PROBLEM TO SOLVE> Pull out every line of the records below that contains the word "parchment".
☆ ☆ ☆ ☆
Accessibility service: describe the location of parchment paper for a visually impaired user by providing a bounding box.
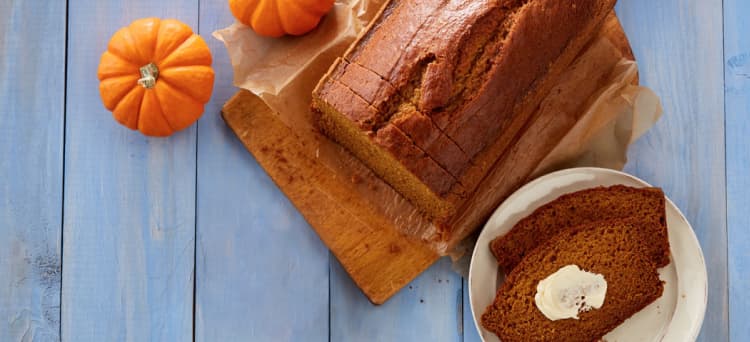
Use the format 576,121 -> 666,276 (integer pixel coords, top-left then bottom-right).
214,0 -> 662,264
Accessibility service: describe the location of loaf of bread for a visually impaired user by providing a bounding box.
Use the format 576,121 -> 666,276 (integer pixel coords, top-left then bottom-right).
490,185 -> 669,273
313,0 -> 616,218
482,219 -> 667,342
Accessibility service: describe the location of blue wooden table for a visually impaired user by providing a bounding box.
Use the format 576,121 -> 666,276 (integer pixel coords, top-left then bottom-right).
0,0 -> 750,341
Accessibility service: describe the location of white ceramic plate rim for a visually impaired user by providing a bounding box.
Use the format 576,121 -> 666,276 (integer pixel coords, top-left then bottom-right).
468,167 -> 708,342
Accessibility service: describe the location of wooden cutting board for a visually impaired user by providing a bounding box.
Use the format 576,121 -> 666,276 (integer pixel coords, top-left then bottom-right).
222,15 -> 633,304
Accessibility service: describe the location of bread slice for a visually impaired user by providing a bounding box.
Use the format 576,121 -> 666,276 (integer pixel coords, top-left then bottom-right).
312,0 -> 616,221
482,219 -> 667,342
490,185 -> 669,273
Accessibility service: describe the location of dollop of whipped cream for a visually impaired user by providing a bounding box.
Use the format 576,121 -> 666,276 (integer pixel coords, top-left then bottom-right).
534,265 -> 607,321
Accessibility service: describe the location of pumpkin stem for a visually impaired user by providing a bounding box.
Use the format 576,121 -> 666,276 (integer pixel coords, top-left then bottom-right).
138,63 -> 159,89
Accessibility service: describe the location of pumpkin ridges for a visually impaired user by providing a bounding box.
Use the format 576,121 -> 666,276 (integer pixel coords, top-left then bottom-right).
157,35 -> 213,70
251,0 -> 285,38
290,0 -> 334,17
159,65 -> 214,103
152,82 -> 203,131
128,18 -> 160,62
276,1 -> 321,35
99,75 -> 138,110
112,87 -> 146,129
97,18 -> 215,136
138,91 -> 175,137
229,0 -> 259,26
154,19 -> 194,62
107,27 -> 148,65
96,51 -> 139,81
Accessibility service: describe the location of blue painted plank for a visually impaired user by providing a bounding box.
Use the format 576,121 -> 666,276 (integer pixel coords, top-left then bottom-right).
195,1 -> 329,341
618,0 -> 729,342
724,0 -> 750,341
62,0 -> 198,341
0,1 -> 66,341
331,258 -> 463,341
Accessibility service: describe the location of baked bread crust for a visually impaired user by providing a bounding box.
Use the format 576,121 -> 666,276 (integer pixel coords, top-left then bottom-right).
482,219 -> 667,342
313,0 -> 615,218
490,185 -> 669,273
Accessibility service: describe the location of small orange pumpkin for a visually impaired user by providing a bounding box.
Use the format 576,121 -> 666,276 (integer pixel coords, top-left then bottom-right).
229,0 -> 334,37
98,18 -> 214,137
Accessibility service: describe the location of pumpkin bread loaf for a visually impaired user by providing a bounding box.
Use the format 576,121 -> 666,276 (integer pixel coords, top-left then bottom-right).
482,219 -> 668,342
313,0 -> 616,219
490,185 -> 669,273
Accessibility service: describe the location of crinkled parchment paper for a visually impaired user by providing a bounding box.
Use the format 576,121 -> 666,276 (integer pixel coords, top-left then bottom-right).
214,0 -> 662,269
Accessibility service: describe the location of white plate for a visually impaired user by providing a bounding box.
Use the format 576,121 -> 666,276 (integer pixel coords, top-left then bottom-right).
469,168 -> 707,342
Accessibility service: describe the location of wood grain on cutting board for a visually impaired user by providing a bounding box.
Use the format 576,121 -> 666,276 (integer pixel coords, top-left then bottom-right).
223,15 -> 631,304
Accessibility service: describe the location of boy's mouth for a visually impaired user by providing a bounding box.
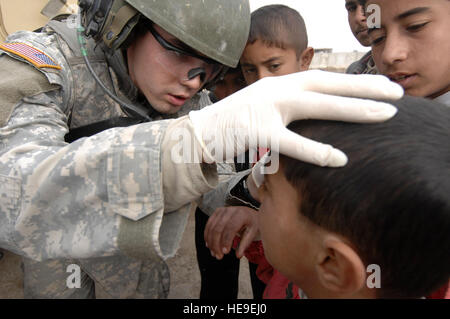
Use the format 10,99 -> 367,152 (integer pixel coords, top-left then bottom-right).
388,72 -> 416,88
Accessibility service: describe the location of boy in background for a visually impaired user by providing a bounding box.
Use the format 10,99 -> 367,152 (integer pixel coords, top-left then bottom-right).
202,4 -> 314,299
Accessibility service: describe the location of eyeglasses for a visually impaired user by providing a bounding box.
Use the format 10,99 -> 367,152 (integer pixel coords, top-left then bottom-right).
147,24 -> 224,82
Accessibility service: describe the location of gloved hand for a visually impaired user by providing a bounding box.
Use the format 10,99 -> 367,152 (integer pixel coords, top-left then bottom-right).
189,71 -> 403,167
204,206 -> 259,260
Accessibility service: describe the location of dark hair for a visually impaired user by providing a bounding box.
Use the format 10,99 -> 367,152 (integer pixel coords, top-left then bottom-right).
247,4 -> 308,58
280,97 -> 450,298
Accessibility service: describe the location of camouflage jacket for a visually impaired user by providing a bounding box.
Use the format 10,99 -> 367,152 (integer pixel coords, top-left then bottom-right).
0,21 -> 217,260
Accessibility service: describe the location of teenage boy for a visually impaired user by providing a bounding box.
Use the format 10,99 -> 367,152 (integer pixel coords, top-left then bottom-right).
367,0 -> 450,105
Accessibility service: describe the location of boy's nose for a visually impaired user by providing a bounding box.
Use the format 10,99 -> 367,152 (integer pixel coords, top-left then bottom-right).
182,68 -> 206,91
382,33 -> 408,65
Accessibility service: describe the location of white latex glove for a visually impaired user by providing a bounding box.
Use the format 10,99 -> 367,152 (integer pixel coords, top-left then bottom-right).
189,71 -> 403,167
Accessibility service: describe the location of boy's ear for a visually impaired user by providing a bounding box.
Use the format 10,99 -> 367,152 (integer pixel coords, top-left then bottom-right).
299,47 -> 314,71
316,235 -> 366,296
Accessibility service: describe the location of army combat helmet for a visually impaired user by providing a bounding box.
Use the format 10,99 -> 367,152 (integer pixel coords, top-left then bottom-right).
79,0 -> 250,67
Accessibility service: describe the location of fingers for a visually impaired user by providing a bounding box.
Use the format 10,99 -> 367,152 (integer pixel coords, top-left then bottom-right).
293,70 -> 403,100
279,92 -> 397,125
236,225 -> 259,258
204,208 -> 231,260
204,207 -> 258,260
272,128 -> 348,167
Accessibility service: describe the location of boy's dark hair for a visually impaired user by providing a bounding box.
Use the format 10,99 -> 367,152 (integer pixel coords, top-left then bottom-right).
247,4 -> 308,58
280,97 -> 450,298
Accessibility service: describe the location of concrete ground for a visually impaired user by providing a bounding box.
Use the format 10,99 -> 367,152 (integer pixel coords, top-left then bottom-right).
0,215 -> 253,299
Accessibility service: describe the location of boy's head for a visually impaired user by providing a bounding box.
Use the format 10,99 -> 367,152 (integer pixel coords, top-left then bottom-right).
259,97 -> 450,298
240,5 -> 314,84
367,0 -> 450,98
345,0 -> 371,47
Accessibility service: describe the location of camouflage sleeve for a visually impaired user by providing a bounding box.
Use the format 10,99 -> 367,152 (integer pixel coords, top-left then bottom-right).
0,81 -> 216,260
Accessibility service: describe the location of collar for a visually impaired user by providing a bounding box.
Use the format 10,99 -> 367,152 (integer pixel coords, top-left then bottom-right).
434,91 -> 450,106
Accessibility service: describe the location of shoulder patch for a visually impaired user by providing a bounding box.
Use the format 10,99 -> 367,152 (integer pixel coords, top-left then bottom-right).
0,42 -> 61,70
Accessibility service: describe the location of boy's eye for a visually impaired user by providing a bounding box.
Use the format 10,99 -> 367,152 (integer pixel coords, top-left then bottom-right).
406,22 -> 429,32
345,4 -> 356,12
370,29 -> 385,45
270,63 -> 281,71
371,36 -> 384,45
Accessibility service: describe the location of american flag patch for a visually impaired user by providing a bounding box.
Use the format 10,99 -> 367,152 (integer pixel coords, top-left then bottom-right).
0,43 -> 61,70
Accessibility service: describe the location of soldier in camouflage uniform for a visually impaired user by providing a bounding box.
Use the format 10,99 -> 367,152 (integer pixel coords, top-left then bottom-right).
345,0 -> 378,74
0,0 -> 402,298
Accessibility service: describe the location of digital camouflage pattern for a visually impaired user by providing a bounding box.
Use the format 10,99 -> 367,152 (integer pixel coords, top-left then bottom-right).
0,18 -> 213,298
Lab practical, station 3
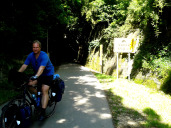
☆ ☆ ☆ ☆
THE OUTPUT>
Accessibility service: describe the location of parchment paper for a visually impaired user by providing a bounding box.
Accessibility service: describe the location of crinkled parchment paper for a visually impaired user by providing a bounding box.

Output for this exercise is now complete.